§ Exercise details: All of the entries below must be copied out exactly.

[Referring expression pointing data]
⁂
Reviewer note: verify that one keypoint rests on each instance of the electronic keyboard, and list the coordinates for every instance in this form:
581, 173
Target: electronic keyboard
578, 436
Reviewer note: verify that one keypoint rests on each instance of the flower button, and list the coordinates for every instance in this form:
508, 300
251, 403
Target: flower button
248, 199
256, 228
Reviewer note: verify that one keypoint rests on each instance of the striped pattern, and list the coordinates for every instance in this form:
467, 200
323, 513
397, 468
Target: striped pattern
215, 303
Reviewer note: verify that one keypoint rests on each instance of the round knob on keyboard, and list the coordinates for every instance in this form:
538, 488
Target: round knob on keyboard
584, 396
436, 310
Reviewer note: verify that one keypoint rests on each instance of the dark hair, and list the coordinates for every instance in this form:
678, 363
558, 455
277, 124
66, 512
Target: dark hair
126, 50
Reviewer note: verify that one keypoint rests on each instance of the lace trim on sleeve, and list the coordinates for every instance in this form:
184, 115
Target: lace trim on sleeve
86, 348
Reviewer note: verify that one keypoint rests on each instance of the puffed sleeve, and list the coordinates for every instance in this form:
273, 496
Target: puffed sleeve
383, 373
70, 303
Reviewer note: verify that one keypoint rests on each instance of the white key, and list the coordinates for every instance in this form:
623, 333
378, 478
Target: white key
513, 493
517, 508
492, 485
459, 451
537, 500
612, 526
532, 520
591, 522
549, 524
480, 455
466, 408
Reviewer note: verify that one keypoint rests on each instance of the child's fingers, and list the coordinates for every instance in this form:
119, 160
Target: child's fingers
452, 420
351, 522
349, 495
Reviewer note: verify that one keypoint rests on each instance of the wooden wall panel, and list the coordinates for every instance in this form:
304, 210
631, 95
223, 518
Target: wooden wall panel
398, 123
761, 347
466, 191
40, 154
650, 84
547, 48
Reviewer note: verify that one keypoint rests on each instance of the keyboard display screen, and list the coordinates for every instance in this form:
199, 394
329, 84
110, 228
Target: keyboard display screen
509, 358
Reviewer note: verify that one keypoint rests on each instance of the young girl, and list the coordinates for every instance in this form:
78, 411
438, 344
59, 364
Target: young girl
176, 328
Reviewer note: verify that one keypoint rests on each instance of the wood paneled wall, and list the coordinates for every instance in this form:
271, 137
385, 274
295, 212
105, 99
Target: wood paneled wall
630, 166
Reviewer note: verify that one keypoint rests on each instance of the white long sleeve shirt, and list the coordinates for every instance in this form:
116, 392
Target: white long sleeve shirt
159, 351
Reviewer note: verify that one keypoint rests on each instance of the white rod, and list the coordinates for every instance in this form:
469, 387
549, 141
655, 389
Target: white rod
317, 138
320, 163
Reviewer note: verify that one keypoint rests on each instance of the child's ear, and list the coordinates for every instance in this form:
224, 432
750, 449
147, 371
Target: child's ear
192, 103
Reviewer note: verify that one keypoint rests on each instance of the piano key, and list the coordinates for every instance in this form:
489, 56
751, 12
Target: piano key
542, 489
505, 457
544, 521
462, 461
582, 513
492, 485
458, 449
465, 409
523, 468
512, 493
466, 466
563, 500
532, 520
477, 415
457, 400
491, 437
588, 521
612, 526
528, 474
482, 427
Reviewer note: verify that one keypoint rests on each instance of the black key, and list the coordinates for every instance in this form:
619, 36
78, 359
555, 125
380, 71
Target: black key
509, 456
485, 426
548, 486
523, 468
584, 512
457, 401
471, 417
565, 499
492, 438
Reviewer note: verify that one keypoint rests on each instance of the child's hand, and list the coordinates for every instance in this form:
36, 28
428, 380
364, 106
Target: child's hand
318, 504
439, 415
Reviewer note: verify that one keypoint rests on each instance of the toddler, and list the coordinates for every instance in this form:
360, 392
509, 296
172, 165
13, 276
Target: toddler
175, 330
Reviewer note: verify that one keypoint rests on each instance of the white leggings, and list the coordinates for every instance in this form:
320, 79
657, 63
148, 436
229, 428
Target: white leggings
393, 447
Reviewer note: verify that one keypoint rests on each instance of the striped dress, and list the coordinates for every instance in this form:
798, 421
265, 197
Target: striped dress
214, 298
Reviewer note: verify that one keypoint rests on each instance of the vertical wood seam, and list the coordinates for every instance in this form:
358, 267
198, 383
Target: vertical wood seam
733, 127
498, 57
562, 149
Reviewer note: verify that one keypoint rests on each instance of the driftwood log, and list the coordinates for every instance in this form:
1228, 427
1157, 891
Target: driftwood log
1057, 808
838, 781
⁂
§ Written reply:
Reviewer note: verify that one keypoint rests on each instance of the electronic keyboard, and list the coordinates for every instance in this form:
581, 173
Target: electronic keyboard
578, 436
Reviewer note: verify that one keypoint rests on each instance of the flower button, and list the coordinates for every instance in this form:
508, 300
251, 403
Target: flower button
248, 199
256, 228
Reviewer note: verify that one keypoint rests on each instance of the striped pattern, and list the coordinates for every instance in this form:
467, 200
323, 513
397, 468
Target: striped pattern
215, 303
Reviewer note: verify that one keypoint rests on each instance of the round knob on keyboard, and list the coordinates for every instance in this form:
538, 488
Target: round knob on keyboard
584, 396
436, 310
Reviewer note: verify that one keypoint rests on each instance of the dark hair, and list the coordinates for every instance in this form:
678, 363
558, 455
277, 124
66, 512
Target: dark hair
126, 50
Reviewer note: verify that one keypoint rests on each instance of the lace trim on sleeve, and list the coordinates for every instance in this form:
184, 115
Target: lace trim on sleeve
86, 348
Reviewer note: verify that one keypoint rests on each instance of the puffed sleeve, and list the coordinates for every instance in this form:
273, 496
Target: puffed sleeve
383, 373
70, 303
Reviewer note: verify that one keypoint rests on each instance of the white key, and list the coordinates for every instance in this form:
623, 333
378, 478
Target: white key
513, 493
517, 508
492, 485
459, 451
537, 500
612, 526
532, 520
591, 522
549, 524
480, 455
466, 408
Reviewer note: verify that one keypoint rests on each instance of the child's fingers, and list the coordinates for every instance in this form:
119, 160
Target: child's fingers
452, 420
351, 522
349, 495
Reviewer note: verify that one keypoint rests on each instance of the wooden wall panel, and list the coordinates for every instance in this form:
304, 210
631, 95
223, 518
Target: wooden wall panel
398, 123
761, 347
466, 191
40, 154
650, 84
547, 48
Reviewer note: verify that one keypoint rests on each instance of the keyboard display screen, and list the coordinates for every instance in this form:
199, 394
329, 84
110, 228
Target: keyboard display screen
509, 358
Reviewer note: verify that one keypoint rests on each instance of the young girl, and list the coordinates for every instance in this form:
78, 411
438, 344
59, 364
Target: young girl
176, 328
Reviewer note: verify that one keypoint rests on each instance of the wood paneled wall, and list the coordinates for every instance in this form:
271, 137
385, 274
295, 212
105, 99
Target: wood paneled wall
630, 166
Reviewer note: verify that one keypoint rests on each instance of the white long sleeve shirt, and list the coordinates for every instance in this form:
116, 392
Target: white long sleeve shirt
159, 351
Reviewer note: verify that one keypoint rests on each instance of the white rod, and list the coordinates for every instance in this form:
469, 387
549, 141
655, 389
Target: white rod
317, 138
320, 163
Reviewer note: verify that one keypoint rests on each instance of the child's ear, and list the coordinates for every instance in this form:
224, 432
750, 449
147, 371
Target: child's ear
192, 103
Reviewer note: verify that one keypoint rests on each instance of the piano key, and list the coordinates for every instance in this form:
489, 56
751, 12
Target: piano key
542, 489
505, 457
544, 521
462, 461
582, 513
492, 485
458, 449
465, 409
523, 468
512, 493
466, 466
563, 500
532, 520
477, 415
457, 400
491, 437
588, 521
612, 526
528, 474
482, 427
Reviewer note: verify that one keypoint rests on each instance of the black key, and list the coordinates for every instance in this form:
619, 36
78, 359
555, 125
380, 71
Target: black key
509, 456
485, 426
548, 486
523, 468
584, 512
457, 401
471, 417
565, 499
492, 438
Reviewer note: verify that one keypoint rests on each instance of the child's hand, and list the coordinates for every instance in this form:
36, 28
428, 380
364, 106
Target: child's hand
318, 504
439, 415
Reviewer note: verify that one keypoint rests on each instance of the toddler, and list the coordinates for every instance in this form:
360, 392
509, 296
172, 165
13, 276
Target: toddler
175, 330
Reviewer note: verify that one keypoint rests on each instance of the white leggings, and list the coordinates for every instance in this form:
320, 79
657, 63
148, 436
229, 428
Target: white leggings
393, 447
Reviewer note: verify that one keypoint rests on each instance of the striped dress, and list the coordinates for every instance in this form:
798, 421
265, 197
Target: striped dress
214, 298
Reviewer note: verify that one keypoint rests on each instance of the vertical wood seam, and list the coordinates for every instance in this form:
358, 267
198, 383
Target: vertical wood seam
733, 127
498, 57
562, 149
Reviewer note: verify that one keypoint rests on each instance of the driftwood log, and list the coordinates for every instance in this form:
1228, 427
1157, 891
Target: driftwood log
1057, 808
838, 781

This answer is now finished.